> _What to produce_:
Which lines in the listing below contain the string "table"? Show each of those lines in full.

> _Supplied material_:
⟨

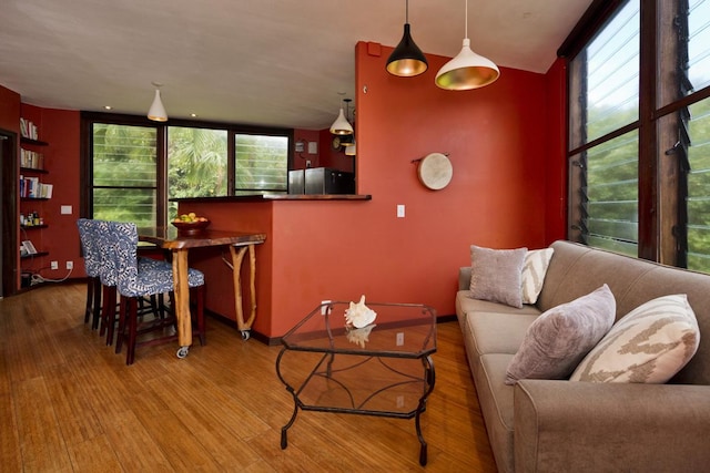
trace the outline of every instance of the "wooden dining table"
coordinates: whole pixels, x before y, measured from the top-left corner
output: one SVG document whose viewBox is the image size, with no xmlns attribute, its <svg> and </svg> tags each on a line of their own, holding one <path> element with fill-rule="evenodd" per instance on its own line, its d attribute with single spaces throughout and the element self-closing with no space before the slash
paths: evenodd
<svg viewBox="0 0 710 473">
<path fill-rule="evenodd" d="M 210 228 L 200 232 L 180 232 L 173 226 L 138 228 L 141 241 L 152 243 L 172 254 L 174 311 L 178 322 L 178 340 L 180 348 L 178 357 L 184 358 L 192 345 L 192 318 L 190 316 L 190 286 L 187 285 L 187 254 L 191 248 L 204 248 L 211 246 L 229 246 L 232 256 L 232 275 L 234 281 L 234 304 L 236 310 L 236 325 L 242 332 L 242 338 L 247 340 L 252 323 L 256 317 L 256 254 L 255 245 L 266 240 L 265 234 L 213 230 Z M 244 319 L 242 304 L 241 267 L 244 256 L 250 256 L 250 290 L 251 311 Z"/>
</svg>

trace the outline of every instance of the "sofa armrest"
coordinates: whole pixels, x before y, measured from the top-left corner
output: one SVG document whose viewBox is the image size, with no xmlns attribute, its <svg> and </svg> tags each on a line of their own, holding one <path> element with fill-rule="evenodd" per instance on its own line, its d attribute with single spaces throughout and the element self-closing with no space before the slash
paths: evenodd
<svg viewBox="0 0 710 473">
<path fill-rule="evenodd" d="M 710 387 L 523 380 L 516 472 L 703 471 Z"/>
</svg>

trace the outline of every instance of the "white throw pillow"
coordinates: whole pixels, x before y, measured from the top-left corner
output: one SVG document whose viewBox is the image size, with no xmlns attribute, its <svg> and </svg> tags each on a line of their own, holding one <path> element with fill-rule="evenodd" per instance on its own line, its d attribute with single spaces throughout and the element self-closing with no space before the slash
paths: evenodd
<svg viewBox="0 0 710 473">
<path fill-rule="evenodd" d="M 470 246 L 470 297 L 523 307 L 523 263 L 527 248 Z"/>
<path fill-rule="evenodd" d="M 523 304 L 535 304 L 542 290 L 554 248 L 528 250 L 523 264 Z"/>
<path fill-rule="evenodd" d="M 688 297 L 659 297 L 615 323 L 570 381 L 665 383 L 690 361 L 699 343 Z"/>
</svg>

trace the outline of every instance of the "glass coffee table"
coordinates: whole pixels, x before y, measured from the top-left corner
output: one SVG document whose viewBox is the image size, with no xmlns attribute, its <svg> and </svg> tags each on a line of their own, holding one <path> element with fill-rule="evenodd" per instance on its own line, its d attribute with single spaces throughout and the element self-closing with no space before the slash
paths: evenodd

⟩
⟨

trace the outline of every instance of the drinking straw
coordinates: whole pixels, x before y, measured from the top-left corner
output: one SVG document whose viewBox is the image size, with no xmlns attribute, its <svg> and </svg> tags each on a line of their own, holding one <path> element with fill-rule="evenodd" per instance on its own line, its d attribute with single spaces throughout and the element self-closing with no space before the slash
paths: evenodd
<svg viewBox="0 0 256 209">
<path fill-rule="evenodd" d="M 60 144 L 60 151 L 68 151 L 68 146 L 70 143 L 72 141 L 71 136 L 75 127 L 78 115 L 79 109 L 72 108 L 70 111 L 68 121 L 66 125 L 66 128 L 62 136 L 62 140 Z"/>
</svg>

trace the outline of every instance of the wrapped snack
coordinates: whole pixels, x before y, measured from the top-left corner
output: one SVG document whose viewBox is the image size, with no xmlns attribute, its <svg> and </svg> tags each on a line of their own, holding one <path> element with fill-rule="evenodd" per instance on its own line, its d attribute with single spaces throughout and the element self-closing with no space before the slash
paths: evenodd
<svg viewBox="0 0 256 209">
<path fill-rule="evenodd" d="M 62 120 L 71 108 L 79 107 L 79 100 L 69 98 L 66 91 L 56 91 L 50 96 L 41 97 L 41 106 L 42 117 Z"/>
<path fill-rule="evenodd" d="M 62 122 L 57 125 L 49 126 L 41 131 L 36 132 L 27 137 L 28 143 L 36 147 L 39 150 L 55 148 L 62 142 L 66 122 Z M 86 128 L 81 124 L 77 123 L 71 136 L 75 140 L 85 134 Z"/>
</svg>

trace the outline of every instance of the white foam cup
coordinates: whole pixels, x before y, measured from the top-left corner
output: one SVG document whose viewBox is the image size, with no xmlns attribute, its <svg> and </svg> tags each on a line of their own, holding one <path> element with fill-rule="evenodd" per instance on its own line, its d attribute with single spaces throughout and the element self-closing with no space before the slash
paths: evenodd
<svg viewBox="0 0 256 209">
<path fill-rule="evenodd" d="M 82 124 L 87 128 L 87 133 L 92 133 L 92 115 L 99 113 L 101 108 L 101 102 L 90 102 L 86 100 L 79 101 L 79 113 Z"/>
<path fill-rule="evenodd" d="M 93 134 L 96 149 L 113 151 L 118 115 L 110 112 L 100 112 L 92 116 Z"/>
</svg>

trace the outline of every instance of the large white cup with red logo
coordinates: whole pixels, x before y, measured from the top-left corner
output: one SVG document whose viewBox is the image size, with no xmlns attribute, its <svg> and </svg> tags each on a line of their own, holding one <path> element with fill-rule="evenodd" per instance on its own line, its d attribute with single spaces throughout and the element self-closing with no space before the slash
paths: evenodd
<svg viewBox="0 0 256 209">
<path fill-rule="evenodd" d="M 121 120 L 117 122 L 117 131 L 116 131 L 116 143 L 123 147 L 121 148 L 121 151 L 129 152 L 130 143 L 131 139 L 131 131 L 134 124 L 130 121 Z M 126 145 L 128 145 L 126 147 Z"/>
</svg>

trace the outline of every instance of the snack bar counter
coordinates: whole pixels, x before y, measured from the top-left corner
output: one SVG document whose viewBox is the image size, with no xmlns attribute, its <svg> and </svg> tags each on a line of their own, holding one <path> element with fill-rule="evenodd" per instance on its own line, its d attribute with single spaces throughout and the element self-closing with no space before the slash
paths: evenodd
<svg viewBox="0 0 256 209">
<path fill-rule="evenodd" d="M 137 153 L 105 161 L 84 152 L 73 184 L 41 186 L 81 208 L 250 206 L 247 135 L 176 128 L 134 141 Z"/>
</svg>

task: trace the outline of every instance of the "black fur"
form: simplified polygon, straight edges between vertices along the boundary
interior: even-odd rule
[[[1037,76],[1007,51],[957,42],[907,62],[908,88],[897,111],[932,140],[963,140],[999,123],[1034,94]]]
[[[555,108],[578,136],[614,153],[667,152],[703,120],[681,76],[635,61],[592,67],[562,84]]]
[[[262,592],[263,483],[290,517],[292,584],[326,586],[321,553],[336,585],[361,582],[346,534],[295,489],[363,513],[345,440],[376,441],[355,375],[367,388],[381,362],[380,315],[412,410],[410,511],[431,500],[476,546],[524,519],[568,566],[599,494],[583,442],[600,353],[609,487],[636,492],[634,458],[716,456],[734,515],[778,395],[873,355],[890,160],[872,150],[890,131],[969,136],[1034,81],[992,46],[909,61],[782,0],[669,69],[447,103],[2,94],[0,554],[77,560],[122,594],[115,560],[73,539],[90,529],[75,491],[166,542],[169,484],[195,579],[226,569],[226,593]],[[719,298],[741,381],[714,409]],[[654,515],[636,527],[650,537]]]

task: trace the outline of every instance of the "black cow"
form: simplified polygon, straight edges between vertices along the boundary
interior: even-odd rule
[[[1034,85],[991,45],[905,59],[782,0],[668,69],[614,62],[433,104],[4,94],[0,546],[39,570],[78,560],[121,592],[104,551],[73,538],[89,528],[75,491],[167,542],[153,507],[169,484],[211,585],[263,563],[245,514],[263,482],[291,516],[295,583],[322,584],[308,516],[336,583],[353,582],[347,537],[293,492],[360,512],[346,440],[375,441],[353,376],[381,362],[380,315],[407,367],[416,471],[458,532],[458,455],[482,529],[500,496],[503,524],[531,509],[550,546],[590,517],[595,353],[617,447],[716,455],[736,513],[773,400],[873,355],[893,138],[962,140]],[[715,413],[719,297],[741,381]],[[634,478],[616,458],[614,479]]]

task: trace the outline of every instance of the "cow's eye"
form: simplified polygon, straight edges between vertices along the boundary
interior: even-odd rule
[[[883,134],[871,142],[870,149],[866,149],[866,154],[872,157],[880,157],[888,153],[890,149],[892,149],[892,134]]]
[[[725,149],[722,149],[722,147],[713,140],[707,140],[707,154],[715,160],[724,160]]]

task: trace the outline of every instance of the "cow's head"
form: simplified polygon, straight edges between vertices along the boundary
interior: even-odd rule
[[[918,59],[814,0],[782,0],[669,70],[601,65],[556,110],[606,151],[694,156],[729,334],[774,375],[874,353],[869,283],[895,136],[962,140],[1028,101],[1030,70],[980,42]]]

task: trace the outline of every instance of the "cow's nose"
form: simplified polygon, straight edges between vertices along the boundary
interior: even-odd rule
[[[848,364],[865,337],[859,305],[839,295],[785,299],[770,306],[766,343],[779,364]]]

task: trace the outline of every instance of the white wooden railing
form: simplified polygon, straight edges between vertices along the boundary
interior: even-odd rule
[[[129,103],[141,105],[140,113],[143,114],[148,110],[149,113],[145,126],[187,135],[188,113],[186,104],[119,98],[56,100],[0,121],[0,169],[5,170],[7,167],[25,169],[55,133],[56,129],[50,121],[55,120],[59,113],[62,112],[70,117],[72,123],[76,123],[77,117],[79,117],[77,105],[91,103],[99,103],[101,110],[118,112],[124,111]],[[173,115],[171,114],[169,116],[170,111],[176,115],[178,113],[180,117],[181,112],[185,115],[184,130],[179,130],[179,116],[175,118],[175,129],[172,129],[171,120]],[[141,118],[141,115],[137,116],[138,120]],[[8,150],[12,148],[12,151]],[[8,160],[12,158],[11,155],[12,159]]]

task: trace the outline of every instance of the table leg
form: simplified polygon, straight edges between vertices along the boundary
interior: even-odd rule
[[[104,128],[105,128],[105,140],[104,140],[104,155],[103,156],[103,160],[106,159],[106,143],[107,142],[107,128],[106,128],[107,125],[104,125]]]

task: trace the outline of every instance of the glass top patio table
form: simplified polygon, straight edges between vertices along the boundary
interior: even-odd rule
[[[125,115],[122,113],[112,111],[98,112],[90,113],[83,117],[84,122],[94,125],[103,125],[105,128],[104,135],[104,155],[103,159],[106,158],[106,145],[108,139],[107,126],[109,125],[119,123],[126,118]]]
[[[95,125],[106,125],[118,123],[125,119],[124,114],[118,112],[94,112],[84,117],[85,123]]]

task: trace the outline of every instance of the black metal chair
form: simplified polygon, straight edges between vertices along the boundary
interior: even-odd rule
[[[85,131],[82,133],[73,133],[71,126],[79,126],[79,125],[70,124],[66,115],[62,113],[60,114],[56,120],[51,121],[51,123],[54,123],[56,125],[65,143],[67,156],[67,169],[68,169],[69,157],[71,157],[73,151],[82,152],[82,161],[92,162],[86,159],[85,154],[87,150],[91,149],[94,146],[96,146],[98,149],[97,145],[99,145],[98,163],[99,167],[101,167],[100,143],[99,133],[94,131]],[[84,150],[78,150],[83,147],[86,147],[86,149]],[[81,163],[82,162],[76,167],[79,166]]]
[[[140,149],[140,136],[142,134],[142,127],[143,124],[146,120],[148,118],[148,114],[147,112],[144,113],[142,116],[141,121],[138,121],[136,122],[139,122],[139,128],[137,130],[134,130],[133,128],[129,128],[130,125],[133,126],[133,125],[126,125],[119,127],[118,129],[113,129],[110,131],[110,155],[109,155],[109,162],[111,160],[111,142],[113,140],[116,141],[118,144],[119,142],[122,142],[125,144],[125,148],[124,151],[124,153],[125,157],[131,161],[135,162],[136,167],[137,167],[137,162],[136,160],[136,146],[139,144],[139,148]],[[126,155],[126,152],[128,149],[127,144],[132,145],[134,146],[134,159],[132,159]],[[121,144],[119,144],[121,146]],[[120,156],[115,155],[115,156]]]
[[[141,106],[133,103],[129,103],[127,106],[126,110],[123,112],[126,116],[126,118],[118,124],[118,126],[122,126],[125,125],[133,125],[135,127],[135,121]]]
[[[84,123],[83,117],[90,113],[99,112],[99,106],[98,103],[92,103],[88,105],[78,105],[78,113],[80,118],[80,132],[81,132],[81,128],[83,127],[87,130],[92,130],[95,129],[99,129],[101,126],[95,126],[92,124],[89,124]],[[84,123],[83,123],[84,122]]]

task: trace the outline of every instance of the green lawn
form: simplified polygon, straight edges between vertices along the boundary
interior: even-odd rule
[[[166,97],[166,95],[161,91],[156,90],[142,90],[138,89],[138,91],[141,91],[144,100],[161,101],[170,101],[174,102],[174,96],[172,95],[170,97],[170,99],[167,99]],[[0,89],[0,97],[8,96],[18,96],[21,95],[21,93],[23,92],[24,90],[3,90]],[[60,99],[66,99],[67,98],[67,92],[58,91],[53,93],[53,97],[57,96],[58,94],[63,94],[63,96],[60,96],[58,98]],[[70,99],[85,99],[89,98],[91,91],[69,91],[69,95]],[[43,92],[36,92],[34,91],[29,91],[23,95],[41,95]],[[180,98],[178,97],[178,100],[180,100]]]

⟩

> _Complete response_:
trace the outline of every instance of the "wooden dining table"
trace the outline of every instance of the "glass coffee table"
task: trace the outline of every instance of the table leg
task: trace the outline of every instance of the glass top patio table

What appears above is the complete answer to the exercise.